Extrait de l'article

À Mossoul, les cloches recommencent à sonner

Article paru dans le Figaro le 10/03/2023 par Claire Bommelaer

Accompagnée du père Olivier Poquillon, la directrice générale de l’Unesco, Audrey Azoulay, a visité, mardi dernier, le couvent Notre-Dame-de-l’Heure, dans la vieillle ville de Mossoul. ABDULLAH RASHID/REUTERS

Accompagnée du père Olivier Poquillon, la directrice générale de l’Unesco, Audrey Azoulay, a visité, mardi dernier, le couvent Notre-Dame-de-l’Heure, dans la vieillle ville de Mossoul. ABDULLAH RASHID/REUTERS

REPORTAGE – Depuis 2021, grâce au financement de l’Unesco, la vieille ville se reconstruit pierre à pierre. Les bâtiments religieux, chrétiens et musulmans, meurtris par Daech, reprennent vie.

Envoyée spéciale à Mossoul.

Les cloches du couvent mossouliote Notre-Dame-de-l’Heure résonnèrent à midi pile, et tout le quartier leva soudain la tête pour mieux entendre les douze coups. Quel symbole!

Consigne de travail
D'après l'article sur Mossoul, depuis quelle année la vieille ville se reconstruit-elle ? Répondez en une phrase, s'il vous plaît.

Données
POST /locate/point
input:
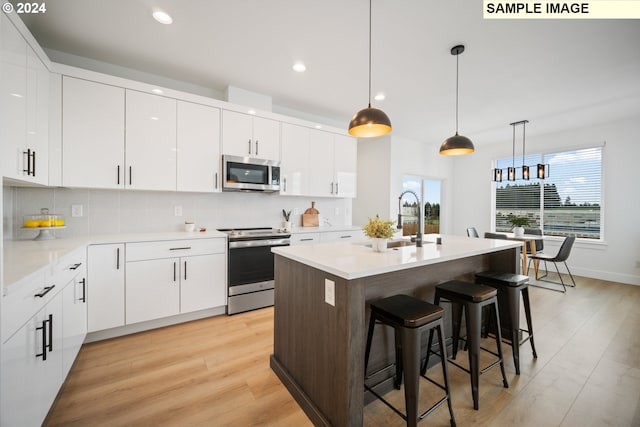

Résultat de l'exercice
La vieille ville de Mossoul se reconstruit depuis 2021.